### REQUIRED WORK
How many lines in the records below contain the string "target"? Reply with the number alone.

### SUPPLIED RECORDS
━━━━━━━━
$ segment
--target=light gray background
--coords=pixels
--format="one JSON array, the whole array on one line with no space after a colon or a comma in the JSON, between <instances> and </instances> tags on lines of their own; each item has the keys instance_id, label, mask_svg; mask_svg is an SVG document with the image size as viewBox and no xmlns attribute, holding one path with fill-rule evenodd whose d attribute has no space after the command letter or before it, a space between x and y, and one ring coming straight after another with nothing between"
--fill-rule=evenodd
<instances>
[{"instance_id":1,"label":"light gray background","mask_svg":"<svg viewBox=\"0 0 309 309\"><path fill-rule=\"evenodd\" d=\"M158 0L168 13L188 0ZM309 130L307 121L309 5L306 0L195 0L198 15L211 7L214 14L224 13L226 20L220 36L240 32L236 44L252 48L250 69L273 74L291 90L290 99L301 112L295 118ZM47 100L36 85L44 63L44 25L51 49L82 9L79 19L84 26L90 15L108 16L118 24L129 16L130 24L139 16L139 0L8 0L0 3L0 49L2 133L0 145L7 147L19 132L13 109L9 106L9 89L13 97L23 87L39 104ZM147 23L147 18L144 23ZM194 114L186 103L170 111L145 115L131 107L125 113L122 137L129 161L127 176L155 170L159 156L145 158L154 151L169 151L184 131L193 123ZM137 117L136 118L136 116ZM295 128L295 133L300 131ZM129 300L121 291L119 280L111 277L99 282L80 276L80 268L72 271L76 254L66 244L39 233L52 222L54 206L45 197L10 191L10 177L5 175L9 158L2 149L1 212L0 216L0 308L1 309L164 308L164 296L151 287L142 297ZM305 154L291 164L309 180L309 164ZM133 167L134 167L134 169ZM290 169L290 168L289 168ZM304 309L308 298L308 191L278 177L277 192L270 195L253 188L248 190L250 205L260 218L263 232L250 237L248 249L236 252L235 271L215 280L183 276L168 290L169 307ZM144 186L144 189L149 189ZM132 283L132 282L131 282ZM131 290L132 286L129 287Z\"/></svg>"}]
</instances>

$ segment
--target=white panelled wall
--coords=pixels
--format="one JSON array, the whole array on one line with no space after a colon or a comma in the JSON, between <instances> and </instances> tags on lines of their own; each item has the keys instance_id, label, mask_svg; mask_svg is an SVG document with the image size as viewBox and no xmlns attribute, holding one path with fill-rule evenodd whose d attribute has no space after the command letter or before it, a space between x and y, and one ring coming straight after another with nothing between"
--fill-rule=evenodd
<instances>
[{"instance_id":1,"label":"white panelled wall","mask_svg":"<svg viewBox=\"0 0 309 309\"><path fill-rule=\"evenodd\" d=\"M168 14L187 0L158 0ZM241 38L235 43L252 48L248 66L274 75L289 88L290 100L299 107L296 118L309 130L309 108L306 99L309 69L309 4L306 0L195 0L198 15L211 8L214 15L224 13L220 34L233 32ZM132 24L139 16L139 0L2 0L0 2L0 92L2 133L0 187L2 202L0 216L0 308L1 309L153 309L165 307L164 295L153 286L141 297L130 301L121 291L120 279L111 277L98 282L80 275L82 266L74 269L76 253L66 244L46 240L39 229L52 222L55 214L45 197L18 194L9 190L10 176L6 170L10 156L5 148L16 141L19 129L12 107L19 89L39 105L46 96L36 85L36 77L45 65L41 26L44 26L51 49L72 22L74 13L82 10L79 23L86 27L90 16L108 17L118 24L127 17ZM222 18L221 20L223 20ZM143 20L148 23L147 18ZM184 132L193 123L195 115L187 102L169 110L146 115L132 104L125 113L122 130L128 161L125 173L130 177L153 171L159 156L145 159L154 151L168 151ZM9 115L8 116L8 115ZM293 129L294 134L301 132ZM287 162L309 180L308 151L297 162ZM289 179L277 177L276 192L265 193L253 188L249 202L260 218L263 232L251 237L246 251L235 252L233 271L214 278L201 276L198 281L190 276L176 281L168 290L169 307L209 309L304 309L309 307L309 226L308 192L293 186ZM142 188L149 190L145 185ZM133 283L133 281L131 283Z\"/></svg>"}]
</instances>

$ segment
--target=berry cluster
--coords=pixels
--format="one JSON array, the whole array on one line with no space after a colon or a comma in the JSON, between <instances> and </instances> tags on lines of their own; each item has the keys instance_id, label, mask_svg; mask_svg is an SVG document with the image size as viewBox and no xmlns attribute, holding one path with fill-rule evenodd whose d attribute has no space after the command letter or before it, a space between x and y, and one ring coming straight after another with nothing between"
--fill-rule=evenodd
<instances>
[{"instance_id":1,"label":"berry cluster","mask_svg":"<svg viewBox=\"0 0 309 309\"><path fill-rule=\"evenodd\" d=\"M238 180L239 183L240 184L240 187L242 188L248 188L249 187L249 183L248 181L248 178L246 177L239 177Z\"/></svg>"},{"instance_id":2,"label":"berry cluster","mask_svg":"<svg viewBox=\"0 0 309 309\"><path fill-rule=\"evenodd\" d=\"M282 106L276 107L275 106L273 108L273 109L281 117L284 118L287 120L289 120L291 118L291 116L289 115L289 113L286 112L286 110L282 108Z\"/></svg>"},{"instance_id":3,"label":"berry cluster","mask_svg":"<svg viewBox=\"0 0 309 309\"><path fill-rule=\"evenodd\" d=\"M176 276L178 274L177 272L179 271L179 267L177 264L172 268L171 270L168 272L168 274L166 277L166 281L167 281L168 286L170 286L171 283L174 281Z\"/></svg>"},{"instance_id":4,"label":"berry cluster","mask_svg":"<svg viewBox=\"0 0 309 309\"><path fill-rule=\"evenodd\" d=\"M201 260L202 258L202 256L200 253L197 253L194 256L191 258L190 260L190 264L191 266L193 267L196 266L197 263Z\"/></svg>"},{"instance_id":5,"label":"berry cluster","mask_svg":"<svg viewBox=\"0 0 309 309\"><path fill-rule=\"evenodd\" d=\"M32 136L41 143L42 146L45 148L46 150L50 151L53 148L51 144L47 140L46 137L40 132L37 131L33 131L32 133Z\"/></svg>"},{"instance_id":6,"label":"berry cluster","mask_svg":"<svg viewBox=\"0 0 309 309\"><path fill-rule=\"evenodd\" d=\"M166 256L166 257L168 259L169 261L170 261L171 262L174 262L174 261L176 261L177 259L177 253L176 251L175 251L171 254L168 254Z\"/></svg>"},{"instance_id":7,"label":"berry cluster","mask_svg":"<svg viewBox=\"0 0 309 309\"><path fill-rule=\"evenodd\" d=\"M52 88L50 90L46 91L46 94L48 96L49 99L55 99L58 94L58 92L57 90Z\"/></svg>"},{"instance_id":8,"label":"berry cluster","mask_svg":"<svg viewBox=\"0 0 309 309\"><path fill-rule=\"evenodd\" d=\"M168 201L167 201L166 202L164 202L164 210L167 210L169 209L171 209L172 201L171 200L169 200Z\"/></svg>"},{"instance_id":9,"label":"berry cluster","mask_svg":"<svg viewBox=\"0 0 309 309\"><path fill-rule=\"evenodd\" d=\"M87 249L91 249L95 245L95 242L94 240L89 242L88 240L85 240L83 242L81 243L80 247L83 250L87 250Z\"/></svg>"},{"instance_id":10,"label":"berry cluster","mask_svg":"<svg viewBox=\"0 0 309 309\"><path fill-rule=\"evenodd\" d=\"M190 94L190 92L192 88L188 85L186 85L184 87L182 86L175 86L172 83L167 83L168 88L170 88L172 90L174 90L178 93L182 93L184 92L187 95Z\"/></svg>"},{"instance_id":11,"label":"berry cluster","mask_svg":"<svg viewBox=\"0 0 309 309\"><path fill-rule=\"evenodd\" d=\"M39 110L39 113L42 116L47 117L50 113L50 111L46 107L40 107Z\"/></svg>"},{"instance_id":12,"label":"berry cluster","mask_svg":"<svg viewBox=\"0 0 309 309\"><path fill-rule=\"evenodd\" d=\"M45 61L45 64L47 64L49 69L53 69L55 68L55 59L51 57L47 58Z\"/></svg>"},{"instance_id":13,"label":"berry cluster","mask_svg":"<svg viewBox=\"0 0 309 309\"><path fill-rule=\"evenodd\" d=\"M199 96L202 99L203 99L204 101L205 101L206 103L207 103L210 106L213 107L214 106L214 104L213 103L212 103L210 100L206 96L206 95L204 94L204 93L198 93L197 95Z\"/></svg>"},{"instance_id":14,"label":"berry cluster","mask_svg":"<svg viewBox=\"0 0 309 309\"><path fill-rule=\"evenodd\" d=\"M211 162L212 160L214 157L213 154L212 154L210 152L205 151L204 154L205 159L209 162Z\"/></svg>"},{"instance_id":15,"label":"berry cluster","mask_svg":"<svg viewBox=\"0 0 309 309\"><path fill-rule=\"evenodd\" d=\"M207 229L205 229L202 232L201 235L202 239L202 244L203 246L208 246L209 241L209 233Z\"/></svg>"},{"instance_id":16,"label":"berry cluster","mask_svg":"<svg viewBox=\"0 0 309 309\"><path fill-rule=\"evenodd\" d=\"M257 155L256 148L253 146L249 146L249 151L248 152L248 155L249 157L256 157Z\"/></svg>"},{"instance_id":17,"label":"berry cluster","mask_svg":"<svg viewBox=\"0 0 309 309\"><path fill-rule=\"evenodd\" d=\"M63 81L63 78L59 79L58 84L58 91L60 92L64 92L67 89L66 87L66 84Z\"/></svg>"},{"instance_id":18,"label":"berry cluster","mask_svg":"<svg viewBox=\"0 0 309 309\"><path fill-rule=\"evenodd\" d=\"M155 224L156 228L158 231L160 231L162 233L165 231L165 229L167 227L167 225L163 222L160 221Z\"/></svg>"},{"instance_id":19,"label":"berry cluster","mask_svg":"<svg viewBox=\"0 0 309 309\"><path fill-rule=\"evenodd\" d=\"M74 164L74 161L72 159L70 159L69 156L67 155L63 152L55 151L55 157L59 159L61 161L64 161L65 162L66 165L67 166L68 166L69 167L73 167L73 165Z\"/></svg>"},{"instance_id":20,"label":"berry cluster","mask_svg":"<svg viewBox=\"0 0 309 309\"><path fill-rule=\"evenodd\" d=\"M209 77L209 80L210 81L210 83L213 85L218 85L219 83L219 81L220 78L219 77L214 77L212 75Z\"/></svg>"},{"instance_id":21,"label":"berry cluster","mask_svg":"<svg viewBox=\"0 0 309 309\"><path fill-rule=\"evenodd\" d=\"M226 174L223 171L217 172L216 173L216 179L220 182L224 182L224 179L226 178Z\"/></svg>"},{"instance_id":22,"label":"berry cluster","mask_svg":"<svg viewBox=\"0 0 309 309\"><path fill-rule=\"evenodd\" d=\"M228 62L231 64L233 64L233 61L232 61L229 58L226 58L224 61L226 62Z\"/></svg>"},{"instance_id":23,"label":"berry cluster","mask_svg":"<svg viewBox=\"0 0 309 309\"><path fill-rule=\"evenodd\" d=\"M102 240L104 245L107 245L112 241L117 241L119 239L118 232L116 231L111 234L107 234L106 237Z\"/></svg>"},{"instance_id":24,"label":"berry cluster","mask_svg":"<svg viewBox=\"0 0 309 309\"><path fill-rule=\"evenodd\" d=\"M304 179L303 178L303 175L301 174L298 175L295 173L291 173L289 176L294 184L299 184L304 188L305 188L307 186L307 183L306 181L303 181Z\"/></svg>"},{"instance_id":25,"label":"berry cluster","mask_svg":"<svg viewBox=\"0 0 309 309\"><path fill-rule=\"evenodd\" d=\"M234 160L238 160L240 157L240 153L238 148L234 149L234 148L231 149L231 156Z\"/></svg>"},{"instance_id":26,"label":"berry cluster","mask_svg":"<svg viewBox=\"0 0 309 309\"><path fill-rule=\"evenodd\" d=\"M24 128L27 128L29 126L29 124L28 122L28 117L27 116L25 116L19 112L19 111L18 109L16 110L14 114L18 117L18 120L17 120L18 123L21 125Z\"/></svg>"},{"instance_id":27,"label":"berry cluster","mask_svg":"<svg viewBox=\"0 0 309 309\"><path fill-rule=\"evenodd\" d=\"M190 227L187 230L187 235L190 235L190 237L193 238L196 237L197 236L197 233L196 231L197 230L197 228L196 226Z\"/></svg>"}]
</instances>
━━━━━━━━
### OUTPUT
3